■ What you should do ■
In the records that follow, show each line where the word "wooden" is present.

======== Records to use

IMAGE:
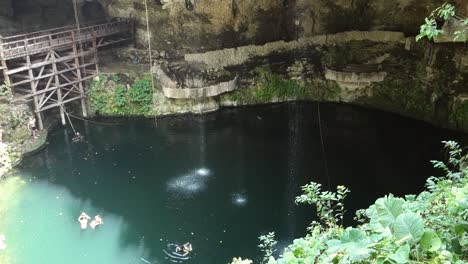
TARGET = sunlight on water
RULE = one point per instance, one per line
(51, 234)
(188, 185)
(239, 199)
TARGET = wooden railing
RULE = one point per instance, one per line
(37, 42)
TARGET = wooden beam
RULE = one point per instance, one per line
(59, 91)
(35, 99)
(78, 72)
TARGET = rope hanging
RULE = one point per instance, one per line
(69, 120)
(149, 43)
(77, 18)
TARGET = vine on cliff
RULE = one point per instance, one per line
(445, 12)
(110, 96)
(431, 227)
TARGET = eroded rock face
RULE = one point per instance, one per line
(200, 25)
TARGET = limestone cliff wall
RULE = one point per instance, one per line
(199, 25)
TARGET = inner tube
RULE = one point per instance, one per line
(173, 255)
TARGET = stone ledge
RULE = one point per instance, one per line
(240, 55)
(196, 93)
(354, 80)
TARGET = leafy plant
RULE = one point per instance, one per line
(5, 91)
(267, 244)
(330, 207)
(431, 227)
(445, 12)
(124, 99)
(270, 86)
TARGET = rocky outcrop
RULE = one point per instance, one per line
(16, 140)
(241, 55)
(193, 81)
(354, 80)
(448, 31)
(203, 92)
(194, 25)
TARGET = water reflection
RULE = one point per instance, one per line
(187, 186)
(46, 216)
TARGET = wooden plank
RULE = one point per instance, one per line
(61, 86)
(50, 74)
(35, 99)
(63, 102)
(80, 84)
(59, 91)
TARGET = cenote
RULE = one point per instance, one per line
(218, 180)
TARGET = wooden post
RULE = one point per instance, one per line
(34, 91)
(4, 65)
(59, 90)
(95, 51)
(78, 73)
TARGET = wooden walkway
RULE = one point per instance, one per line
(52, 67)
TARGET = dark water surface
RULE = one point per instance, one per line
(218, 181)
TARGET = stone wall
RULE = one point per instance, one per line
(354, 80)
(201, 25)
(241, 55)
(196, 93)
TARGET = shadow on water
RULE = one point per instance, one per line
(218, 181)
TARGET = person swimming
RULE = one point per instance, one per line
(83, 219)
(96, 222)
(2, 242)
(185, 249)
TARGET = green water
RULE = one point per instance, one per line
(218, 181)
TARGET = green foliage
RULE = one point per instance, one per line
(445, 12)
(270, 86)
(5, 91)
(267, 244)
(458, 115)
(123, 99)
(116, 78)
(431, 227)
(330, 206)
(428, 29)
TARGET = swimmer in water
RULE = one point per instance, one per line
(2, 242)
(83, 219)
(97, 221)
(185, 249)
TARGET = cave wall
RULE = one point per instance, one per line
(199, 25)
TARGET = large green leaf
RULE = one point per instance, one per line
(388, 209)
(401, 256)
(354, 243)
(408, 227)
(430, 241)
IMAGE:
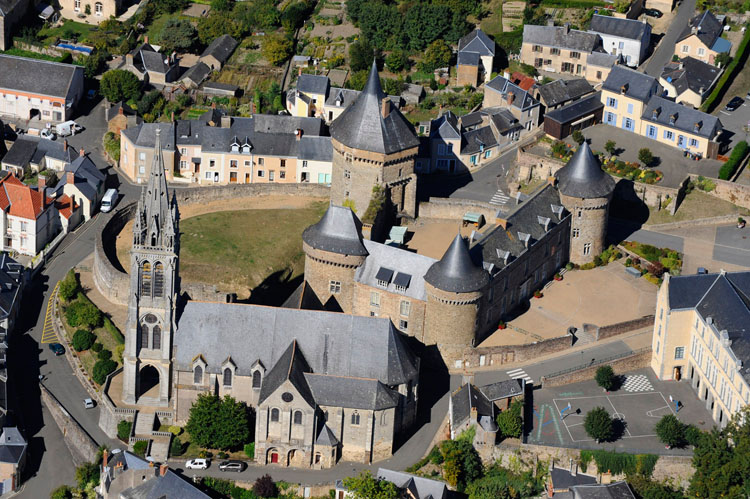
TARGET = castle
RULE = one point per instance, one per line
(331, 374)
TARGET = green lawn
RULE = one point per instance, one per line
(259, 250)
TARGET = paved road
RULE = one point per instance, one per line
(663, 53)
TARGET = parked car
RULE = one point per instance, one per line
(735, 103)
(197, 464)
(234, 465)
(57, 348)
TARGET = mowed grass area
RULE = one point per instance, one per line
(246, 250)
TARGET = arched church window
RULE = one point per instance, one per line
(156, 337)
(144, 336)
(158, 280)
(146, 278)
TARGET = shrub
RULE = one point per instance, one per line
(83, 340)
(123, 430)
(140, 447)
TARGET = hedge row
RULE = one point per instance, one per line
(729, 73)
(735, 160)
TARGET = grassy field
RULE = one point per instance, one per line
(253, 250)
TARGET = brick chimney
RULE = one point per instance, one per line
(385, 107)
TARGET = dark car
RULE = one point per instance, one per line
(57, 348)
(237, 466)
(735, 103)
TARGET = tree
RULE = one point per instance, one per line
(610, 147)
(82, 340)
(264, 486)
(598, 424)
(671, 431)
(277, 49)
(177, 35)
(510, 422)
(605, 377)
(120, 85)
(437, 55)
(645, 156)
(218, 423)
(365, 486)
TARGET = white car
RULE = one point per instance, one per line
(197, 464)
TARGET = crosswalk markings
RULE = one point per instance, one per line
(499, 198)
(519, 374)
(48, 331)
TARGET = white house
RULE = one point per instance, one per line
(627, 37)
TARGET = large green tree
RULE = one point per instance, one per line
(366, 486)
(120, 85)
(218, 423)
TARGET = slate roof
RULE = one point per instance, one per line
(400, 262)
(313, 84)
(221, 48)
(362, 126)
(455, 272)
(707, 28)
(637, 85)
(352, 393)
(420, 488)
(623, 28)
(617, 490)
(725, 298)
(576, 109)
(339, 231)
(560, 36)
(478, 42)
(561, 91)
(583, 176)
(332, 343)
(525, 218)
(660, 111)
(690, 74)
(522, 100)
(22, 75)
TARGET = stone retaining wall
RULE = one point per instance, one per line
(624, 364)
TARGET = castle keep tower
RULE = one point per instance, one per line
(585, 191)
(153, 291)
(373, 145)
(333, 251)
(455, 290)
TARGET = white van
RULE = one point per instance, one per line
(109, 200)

================

■ Exercise answer ■
TARGET = wooden railing
TARGET = wooden beam
TARGET = wooden plank
TARGET = wooden post
TARGET = wooden walkway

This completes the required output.